- [SOURCE TEXT]
-=-=-

Posts filed under 'School'

Choosing to drown in the deep end

I’ve this backside-itchy disorder that I can’t shake off.

Knowing full well that I don’t know any of all those statistical models and that there’s no one around who can (or cares to) help me with it or even appreciate the effort, I’ve decided to go ahead and try to figure it out myself anyway, simply because “that’s how it should be done, theoretically.”

Naturally, theoretical stuff don’t go very well with the practicalities of cruel reality. All the unfamiliar problems of insufficient or unreliable data and messy numbers followed (not surprisingly, they never seem to trouble the textbook examples). Together with it came the constant pressure to produce results, to show something, which comes in the way of fully understanding how the model works and confirming if it’ll even work. “Welcome to the corporate workstyle,” I tell myself, “fight fire without knowing if it’s the right fire extinguisher you’re using.”

Then came a new intern today, someone who seems to still remember something from the business processes course (which I unfortunately, have not taken). A conversation began with the borrowed book from school I was struggling to understand, and it eventually led to the model I was attempting to apply. “Oh, but you need the alpha, beta and gamma.”, he said. I thought, “Finally! OMG, he knows this stuff!”, so a discussion followed and he suggested some methods.

Damn it feels good to finally be able to get some feedback about what I’m doing and learn something about it. At least there’s some validation and value-adding, instead of trying to explain to them what a random number is and how excel is able to generate it for you.

I have a bad feeling about full-time work. Learning on the job with no one to discuss with sure is shitty stuff, especially when you have the full set of responsibilities that comes with the full paycheck you get. For a while I thought I’d prefer working. Suddenly, I feel like just staying in school.

Add comment August 5, 2008

Life’s been good to me

In the midst of all the frustrations of working with some cranky people this summer term, I’ve made some good friends.

Kind and real people -

Care enough to worry about deadlines and exams, then crazy enough to instigate a spontaneous shopping session.

Righteous enough to stand up for others, yet honest enough to talk behind the backs of people who talk behind the backs of people.

Gay Happy enough to shower others with random hugs and kisses, powered by bursts of energy generated from stress.

Silly enough to be more nervous about my job interview than myself, and then more excited about me getting the job than myself. (The innocent offer of a jacket in an untimely rain – touched.)

Such angels with an earthly twist, what more could I ask for?

Add comment May 30, 2008

Waddling in the baby pool

I should be running statistics and doing analysis for my marketing project. But it’s just not going forward.

-=-=-

- [DATA ROWS]
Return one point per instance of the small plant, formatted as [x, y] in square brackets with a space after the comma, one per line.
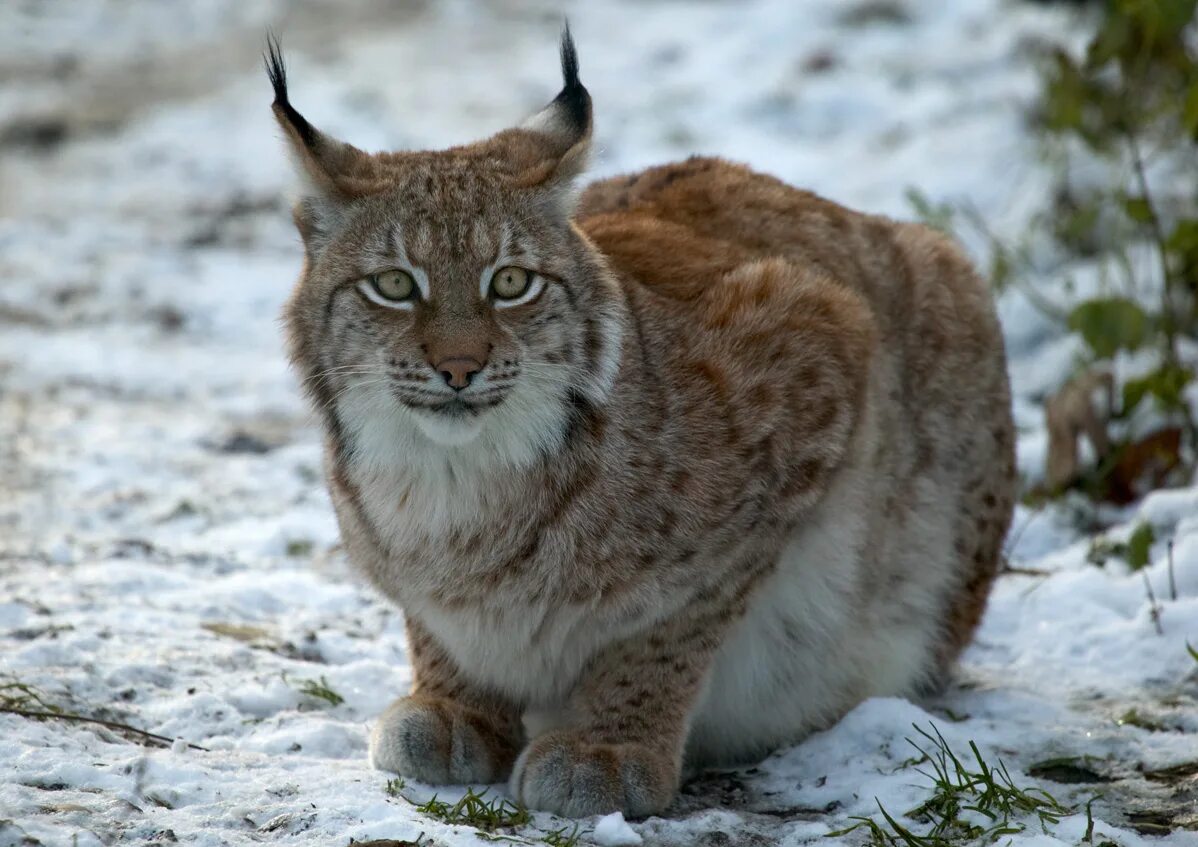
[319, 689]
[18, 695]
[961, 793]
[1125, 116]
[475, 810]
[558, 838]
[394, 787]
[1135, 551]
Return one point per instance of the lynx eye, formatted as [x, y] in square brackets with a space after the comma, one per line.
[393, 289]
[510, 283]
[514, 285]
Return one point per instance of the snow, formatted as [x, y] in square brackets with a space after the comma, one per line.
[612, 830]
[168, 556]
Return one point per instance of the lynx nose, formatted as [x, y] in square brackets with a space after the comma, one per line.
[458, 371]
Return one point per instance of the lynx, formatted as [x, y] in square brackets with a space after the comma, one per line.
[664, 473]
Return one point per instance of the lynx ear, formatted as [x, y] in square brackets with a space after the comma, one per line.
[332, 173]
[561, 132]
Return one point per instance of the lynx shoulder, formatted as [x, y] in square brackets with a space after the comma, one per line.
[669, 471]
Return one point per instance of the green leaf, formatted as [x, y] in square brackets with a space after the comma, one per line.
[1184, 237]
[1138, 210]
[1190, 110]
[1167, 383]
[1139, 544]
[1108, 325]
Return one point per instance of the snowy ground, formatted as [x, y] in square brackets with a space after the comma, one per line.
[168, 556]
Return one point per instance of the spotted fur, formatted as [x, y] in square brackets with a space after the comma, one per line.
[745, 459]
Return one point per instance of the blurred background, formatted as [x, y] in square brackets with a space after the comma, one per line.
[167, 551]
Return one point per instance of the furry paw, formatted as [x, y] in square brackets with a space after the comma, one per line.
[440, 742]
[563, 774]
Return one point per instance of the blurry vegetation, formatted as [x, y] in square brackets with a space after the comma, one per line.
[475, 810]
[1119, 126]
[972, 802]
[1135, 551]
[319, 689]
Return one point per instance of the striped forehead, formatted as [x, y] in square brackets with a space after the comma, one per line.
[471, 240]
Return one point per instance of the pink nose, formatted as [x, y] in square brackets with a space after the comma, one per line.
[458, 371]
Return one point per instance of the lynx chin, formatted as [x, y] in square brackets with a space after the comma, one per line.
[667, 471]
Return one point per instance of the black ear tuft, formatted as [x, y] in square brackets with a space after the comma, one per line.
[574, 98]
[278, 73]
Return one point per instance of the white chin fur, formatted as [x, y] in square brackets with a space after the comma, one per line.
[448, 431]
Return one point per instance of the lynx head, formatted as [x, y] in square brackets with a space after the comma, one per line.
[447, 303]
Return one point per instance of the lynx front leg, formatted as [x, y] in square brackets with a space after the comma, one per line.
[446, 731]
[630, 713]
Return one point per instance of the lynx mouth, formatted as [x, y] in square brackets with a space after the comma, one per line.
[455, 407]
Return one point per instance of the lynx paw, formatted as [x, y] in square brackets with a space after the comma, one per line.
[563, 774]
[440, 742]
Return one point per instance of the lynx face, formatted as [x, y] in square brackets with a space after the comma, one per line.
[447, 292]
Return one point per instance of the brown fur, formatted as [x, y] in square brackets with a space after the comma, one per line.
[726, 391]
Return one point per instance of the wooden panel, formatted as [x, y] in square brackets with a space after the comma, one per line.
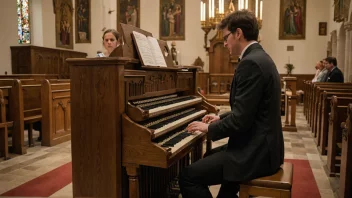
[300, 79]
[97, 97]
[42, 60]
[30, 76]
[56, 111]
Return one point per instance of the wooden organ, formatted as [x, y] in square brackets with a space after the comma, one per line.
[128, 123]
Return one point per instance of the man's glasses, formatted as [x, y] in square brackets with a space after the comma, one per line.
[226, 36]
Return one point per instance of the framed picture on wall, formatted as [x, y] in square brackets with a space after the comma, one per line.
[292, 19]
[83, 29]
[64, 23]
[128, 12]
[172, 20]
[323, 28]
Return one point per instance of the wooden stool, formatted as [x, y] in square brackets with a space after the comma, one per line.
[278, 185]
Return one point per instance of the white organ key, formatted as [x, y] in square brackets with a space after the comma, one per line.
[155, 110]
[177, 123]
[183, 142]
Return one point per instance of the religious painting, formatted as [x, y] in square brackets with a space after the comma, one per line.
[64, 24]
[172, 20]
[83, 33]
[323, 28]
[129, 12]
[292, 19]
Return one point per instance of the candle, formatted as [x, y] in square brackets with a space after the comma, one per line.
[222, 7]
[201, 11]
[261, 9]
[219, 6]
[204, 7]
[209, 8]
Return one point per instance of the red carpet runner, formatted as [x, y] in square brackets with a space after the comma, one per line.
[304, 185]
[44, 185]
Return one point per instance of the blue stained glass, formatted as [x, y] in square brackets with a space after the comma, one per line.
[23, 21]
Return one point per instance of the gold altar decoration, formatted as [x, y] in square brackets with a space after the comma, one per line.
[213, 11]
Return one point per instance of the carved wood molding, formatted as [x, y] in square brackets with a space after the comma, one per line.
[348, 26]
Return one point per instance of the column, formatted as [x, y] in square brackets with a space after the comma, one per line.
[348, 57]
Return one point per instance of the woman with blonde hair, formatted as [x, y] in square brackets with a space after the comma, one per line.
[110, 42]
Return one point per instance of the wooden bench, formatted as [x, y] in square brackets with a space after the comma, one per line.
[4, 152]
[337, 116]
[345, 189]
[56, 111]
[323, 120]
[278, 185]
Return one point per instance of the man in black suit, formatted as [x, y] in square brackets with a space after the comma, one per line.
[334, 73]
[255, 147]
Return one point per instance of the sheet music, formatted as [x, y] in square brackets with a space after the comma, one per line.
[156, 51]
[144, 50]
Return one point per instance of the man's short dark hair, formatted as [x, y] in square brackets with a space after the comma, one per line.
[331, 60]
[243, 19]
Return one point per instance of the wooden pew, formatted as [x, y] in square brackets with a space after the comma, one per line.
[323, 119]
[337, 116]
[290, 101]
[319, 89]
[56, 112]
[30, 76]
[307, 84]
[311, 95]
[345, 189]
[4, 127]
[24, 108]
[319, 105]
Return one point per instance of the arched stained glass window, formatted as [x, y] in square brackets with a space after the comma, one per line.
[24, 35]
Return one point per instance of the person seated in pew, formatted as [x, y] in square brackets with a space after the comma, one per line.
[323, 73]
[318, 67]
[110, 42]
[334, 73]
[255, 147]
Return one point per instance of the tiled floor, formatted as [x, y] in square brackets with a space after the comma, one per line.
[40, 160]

-=-=-

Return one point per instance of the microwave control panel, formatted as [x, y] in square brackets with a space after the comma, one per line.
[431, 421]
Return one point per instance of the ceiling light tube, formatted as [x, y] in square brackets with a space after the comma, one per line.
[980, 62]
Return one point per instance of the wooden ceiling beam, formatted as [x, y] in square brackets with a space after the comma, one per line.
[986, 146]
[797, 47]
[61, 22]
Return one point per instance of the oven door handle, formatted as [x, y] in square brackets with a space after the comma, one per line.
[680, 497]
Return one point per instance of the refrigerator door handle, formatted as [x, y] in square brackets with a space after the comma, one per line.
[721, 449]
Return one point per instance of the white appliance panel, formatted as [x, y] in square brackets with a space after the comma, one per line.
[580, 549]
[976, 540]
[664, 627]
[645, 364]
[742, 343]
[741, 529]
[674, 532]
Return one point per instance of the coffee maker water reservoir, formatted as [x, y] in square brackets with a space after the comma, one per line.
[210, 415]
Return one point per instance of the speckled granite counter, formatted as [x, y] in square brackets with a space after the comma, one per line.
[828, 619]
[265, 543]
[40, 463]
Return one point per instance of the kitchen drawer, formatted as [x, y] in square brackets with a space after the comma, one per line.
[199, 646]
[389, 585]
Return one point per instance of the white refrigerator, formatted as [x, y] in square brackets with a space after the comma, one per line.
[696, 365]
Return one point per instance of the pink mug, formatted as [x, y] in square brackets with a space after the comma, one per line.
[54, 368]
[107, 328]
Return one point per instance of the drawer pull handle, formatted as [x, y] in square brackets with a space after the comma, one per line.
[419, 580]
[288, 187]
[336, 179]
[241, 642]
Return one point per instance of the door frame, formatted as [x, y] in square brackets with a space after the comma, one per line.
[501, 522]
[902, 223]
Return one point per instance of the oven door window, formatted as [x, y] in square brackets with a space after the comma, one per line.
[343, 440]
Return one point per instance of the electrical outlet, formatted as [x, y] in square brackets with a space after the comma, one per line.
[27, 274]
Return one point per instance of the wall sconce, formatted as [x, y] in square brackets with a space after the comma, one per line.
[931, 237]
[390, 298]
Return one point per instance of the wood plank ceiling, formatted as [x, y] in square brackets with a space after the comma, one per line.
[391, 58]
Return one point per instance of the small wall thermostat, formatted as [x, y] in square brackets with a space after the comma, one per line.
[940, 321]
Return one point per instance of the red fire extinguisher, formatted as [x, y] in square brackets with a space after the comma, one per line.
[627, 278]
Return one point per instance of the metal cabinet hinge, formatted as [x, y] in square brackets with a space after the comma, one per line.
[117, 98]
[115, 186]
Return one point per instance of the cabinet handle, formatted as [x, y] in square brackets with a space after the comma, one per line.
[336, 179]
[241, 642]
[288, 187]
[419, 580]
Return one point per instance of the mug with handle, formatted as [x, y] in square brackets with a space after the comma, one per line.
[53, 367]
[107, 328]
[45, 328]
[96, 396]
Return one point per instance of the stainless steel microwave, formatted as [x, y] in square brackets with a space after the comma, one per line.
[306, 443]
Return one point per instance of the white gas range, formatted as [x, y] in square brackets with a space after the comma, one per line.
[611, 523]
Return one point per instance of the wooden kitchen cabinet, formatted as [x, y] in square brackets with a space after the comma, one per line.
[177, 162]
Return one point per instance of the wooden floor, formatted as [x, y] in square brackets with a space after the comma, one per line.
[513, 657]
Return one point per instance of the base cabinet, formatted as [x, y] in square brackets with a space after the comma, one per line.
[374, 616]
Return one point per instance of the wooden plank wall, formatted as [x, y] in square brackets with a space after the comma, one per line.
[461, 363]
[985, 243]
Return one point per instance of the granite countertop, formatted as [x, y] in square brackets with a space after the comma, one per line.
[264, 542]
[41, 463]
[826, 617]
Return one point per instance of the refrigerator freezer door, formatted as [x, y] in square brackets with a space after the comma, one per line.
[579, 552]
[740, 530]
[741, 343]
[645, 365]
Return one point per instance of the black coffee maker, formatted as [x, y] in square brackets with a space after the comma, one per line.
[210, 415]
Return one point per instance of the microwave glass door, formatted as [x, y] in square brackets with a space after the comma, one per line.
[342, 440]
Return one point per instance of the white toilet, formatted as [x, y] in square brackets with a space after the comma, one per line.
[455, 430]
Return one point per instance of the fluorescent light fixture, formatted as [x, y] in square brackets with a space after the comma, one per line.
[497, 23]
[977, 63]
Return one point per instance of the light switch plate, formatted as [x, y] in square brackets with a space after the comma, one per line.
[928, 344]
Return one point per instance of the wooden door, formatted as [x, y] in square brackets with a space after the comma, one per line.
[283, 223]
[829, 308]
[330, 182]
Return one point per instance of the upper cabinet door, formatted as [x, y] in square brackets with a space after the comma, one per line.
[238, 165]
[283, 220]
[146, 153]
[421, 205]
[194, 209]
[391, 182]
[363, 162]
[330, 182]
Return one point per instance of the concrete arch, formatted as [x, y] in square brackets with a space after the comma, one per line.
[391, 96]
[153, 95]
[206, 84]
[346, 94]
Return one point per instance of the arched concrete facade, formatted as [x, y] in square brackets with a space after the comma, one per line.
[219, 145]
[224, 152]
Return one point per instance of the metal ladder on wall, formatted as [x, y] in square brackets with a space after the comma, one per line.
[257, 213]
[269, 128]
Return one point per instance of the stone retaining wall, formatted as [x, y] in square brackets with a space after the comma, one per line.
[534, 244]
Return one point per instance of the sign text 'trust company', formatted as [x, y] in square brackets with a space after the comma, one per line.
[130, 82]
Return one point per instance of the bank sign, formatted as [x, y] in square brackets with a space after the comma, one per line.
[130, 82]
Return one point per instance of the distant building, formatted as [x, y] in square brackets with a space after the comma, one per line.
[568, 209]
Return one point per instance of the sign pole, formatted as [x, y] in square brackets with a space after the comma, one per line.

-=-=-

- [EXERCISE INSTRUCTIONS] Update the blog text from "Care enough to" up to and including "could I ask for?", replacing "jacket" with "umbrella".

- [RESULT BELOW]
Care enough to worry about deadlines and exams, then crazy enough to instigate a spontaneous shopping session.

Righteous enough to stand up for others, yet honest enough to talk behind the backs of people who talk behind the backs of people.

Gay Happy enough to shower others with random hugs and kisses, powered by bursts of energy generated from stress.

Silly enough to be more nervous about my job interview than myself, and then more excited about me getting the job than myself. (The innocent offer of a umbrella in an untimely rain – touched.)

Such angels with an earthly twist, what more could I ask for?